Stored data:
====================
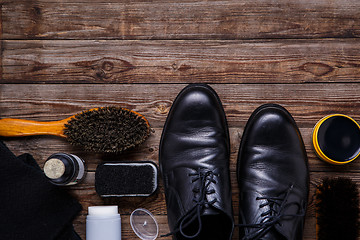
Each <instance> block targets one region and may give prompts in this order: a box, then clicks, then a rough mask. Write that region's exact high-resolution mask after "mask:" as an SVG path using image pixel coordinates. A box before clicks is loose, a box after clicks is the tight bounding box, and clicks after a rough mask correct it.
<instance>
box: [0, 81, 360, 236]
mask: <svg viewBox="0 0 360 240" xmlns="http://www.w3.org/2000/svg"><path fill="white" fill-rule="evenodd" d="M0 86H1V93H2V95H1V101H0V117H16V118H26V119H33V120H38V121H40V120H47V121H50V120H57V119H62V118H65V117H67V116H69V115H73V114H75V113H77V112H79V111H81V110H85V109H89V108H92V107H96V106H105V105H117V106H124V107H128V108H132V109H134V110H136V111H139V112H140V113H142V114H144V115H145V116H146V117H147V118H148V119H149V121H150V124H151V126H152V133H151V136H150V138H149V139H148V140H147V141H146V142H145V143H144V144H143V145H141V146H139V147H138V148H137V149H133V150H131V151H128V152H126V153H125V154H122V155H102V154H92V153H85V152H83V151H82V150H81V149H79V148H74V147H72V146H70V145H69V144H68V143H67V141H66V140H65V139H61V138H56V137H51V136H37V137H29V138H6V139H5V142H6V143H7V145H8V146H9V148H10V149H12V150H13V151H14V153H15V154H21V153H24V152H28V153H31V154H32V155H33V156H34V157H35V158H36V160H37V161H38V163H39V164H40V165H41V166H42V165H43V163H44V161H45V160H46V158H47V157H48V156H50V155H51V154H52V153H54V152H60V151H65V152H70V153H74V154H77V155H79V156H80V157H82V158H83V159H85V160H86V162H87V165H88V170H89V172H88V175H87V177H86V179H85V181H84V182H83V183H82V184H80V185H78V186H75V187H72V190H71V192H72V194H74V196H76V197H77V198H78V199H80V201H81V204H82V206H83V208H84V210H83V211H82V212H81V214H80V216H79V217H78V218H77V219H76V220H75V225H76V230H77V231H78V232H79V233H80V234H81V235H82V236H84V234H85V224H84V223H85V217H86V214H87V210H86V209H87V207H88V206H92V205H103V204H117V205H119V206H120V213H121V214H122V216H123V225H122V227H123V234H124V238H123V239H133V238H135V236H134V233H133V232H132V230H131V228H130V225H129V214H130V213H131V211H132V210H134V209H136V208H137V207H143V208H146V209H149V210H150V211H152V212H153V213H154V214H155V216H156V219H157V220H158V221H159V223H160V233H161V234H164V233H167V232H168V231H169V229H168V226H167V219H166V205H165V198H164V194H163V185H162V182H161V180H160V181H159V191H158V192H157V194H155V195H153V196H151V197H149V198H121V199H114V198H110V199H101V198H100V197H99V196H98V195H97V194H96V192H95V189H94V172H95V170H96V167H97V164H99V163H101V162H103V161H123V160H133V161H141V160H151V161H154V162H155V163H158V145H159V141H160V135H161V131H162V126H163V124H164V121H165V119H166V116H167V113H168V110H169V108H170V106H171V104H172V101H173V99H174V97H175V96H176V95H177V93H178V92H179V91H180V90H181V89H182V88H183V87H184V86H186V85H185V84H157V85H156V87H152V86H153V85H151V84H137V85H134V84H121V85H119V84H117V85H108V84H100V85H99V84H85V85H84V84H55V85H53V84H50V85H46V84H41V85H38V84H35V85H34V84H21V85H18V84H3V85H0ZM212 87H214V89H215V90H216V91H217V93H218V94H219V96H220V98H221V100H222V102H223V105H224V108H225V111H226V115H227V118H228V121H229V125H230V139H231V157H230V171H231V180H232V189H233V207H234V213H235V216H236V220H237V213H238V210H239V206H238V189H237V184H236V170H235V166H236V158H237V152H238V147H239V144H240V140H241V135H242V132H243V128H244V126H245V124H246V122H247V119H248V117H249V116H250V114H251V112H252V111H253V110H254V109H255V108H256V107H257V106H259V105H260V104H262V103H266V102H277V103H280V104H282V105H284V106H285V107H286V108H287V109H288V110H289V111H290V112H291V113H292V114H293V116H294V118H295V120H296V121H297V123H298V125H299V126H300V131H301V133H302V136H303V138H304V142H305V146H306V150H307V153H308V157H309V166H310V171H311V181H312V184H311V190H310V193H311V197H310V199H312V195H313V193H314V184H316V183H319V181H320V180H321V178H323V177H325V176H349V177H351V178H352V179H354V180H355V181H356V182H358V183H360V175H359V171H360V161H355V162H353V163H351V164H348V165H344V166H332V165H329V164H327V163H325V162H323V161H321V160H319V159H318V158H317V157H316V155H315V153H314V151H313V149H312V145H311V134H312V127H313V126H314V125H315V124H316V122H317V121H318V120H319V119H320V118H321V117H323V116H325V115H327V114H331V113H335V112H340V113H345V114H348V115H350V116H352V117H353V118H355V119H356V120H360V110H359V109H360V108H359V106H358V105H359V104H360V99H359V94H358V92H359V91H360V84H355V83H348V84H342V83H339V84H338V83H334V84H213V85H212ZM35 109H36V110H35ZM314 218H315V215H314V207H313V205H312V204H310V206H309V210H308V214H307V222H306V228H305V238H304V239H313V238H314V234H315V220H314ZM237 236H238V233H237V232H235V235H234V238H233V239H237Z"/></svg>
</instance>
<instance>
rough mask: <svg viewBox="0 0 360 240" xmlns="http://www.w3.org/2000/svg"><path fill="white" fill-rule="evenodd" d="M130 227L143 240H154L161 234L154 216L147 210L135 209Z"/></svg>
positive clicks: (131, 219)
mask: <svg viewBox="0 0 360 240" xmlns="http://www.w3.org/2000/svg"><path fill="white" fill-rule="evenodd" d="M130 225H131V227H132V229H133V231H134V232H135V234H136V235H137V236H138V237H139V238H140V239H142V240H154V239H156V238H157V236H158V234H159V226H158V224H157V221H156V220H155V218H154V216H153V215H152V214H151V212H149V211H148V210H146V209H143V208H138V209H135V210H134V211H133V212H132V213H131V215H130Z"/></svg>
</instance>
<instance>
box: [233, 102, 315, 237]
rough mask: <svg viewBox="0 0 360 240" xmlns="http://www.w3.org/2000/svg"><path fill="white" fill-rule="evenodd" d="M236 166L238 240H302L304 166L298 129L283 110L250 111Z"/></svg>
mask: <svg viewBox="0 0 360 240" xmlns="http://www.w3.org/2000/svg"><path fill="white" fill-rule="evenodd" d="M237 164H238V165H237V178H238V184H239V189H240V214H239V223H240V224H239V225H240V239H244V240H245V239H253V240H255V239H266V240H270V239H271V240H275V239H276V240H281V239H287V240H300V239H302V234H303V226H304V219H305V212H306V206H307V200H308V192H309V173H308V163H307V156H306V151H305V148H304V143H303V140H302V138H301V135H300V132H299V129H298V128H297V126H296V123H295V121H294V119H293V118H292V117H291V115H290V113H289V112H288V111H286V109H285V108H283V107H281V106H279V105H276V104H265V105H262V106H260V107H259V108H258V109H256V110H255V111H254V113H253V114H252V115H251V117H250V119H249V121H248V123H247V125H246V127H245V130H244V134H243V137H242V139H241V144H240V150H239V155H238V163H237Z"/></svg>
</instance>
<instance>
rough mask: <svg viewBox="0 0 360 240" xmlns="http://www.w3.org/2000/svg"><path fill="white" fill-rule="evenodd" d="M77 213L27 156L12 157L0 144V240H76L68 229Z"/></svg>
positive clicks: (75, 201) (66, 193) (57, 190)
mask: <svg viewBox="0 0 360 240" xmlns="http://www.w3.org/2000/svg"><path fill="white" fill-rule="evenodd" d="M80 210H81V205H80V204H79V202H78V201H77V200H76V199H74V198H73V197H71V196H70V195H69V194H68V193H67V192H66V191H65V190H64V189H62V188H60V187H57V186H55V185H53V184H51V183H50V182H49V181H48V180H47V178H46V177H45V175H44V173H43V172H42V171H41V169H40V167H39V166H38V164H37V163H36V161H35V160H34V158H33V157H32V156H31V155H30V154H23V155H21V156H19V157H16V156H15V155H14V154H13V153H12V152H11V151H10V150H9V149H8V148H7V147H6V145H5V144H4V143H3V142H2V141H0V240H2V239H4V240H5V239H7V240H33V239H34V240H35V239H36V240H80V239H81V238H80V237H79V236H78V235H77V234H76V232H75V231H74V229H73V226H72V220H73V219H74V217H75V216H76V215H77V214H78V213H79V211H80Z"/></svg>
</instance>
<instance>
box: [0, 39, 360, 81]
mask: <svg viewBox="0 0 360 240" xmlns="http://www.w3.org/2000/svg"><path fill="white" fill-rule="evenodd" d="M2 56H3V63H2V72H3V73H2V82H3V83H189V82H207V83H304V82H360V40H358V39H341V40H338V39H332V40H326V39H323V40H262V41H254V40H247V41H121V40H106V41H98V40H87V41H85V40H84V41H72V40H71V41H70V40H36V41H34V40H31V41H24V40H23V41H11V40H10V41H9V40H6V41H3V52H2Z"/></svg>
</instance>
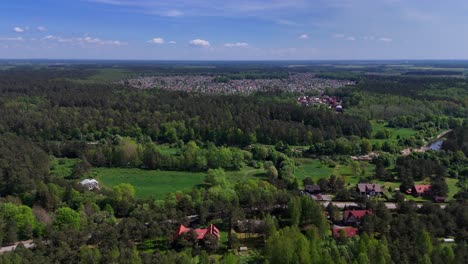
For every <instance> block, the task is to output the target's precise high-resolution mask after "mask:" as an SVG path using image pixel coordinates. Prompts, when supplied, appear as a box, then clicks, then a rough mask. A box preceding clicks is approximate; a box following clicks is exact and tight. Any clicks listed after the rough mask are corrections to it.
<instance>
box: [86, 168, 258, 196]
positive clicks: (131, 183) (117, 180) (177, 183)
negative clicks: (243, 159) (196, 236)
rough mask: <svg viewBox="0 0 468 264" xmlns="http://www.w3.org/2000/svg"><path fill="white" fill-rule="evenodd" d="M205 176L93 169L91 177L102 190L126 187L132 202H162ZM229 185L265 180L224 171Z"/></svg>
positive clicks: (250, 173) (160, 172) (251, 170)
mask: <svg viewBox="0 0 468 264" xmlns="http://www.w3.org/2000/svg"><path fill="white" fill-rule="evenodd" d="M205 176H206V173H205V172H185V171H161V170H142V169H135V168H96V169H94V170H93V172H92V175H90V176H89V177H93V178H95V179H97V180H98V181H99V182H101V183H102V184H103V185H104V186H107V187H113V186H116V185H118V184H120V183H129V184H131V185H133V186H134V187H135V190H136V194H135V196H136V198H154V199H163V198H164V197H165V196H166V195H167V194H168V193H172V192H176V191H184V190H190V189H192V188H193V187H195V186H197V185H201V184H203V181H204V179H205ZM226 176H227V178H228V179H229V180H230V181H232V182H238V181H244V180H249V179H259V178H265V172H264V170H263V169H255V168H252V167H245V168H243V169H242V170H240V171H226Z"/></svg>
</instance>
====================
- _WHAT TO PRODUCE_
Given the records above, return exactly the lines starting at the line containing "negative clicks: (243, 159) (196, 236)" and ending at the line containing "176L93 169L91 177L102", including both.

- _SOLUTION_
negative clicks: (243, 159) (196, 236)
rough mask: <svg viewBox="0 0 468 264" xmlns="http://www.w3.org/2000/svg"><path fill="white" fill-rule="evenodd" d="M205 176L93 169L91 177L102 190L126 187L132 202H162ZM229 185L265 180L224 171Z"/></svg>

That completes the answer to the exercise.